Exercices:
[1] Traduisez en anglais cette phrase de l'extrait cité : « Sur le conseil d’une lectrice qui trouve que je suis excité les soirs de spectacle à l’Opéra de Rouen et que ça me fait écrire des choses que je ne devrais pas (« je souhaite vous informer de la tenue d'une vente aux enchères érotique près de la place St Marc le 27 avril prochain en espérant que vous y trouverez des objets pour vous calmer avant les concerts »), j’entre ce dimanche à quatorze heures trente dans l’Hôtel des Ventes de la Seine, au quarante de la rue Victor-Hugo où était antérieurement un brocanteur. »
[2] D'après l'extrait cité, pourquoi l'auteur se rend-il à l'Hôtel des Ventes de la Seine ? Répondez en une à trois phrases.
[3] Dans l'extrait cité, reformulez sous forme de liste le paragraphe qui commence par « Sur le conseil d’une lectrice », en conservant ses faits principaux.

Extrait cité:
• Aux enchères érotiques de l’Hôtel des Ventes de la Seine

    Sur le conseil d’une lectrice qui trouve que je suis excité les soirs de spectacle à l’Opéra de Rouen et que ça me fait écrire des choses que je ne devrais pas (« je souhaite vous informer de la tenue d'une vente aux enchères érotique près de la place St Marc le 27 avril prochain en espérant que vous y trouverez des objets pour vous calmer avant les concerts »), j’entre ce dimanche à quatorze heures trente dans l’Hôtel des Ventes de la Seine, au quarante de la rue Victor-Hugo où était antérieurement un brocanteur.

Entrées fournies:
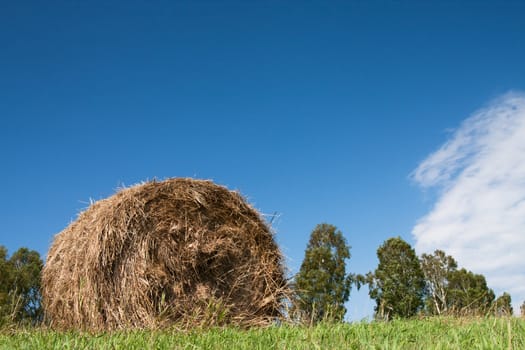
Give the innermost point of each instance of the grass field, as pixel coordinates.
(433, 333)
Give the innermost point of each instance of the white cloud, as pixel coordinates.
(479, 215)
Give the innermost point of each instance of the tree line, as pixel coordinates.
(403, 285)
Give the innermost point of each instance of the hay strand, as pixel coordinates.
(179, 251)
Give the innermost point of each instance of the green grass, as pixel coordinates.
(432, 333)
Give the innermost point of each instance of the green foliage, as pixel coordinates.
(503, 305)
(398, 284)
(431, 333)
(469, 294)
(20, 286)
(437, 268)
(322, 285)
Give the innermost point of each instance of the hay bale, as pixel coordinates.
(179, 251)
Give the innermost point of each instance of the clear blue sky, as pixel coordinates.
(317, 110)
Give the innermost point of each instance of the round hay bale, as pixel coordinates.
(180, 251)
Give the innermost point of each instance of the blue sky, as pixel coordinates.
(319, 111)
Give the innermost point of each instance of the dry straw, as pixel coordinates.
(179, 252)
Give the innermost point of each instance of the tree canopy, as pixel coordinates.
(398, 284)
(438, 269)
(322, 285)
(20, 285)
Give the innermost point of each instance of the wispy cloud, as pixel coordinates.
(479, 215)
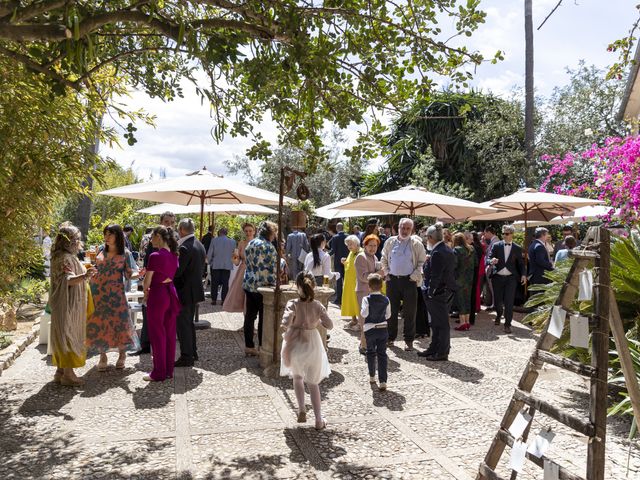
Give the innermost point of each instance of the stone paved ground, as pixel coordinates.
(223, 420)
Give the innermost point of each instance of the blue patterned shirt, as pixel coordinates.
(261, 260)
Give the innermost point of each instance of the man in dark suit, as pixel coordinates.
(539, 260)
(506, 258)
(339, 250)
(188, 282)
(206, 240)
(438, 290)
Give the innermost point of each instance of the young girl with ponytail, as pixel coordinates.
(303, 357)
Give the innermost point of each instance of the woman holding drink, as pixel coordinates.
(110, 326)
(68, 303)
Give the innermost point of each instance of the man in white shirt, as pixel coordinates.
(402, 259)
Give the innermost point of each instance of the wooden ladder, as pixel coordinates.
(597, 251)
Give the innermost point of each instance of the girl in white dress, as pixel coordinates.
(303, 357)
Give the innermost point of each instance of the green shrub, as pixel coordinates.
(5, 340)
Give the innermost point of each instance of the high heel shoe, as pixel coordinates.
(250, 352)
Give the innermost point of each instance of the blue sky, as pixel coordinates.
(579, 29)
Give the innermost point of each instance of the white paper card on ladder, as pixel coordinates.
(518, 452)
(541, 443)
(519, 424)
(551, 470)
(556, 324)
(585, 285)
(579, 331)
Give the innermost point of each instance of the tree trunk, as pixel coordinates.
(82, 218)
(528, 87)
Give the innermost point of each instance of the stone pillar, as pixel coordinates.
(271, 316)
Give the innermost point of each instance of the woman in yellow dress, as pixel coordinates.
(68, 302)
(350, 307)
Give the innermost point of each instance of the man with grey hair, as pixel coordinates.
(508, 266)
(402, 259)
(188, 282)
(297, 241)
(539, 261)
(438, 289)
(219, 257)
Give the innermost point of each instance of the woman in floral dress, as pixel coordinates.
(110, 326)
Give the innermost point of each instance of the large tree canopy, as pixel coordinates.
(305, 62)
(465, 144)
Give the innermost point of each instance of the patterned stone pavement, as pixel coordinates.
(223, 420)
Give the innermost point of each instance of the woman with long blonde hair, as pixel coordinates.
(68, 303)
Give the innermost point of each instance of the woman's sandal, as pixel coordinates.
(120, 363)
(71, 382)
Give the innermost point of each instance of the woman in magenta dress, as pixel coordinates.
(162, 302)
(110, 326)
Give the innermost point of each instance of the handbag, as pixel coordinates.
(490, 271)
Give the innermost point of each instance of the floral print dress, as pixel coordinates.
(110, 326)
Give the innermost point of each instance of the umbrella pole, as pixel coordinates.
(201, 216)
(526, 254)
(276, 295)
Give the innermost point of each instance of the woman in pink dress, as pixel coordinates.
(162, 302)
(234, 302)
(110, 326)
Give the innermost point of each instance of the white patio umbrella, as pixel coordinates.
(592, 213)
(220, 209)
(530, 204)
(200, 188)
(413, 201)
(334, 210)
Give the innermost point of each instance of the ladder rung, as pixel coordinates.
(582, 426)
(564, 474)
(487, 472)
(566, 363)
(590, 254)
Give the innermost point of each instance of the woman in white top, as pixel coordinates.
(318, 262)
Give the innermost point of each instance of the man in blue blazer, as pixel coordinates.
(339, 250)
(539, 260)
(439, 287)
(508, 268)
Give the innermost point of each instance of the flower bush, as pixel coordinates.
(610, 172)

Corrigés:
[1] On the advice of a reader who finds that I get excited on show nights at the Rouen Opera and that it makes me write things I shouldn't ("I wish to inform you that an erotic auction will be held near the place St Marc on April 27, in the hope that you will find objects there to calm you down before concerts"), this Sunday at half past two I enter the Hôtel des Ventes de la Seine, at number forty rue Victor-Hugo, where a secondhand dealer used to be.

[2] Il y va sur le conseil d'une lectrice. Elle trouve qu'il est excité les soirs de spectacle à l'Opéra de Rouen et que cela lui fait écrire des choses qu'il ne devrait pas. Elle espère qu'il trouvera à cette vente aux enchères érotique des objets pour se calmer avant les concerts.

[3]
- Une lectrice trouve que l'auteur est excité les soirs de spectacle à l'Opéra de Rouen et qu'il écrit alors des choses qu'il ne devrait pas.
- Elle lui signale une vente aux enchères érotique, le 27 avril, près de la place St Marc, afin qu'il y trouve des objets pour se calmer avant les concerts.
- Sur ce conseil, il entre un dimanche à quatorze heures trente dans l'Hôtel des Ventes de la Seine.
- Cet hôtel des ventes se trouve au quarante de la rue Victor-Hugo, où était auparavant un brocanteur.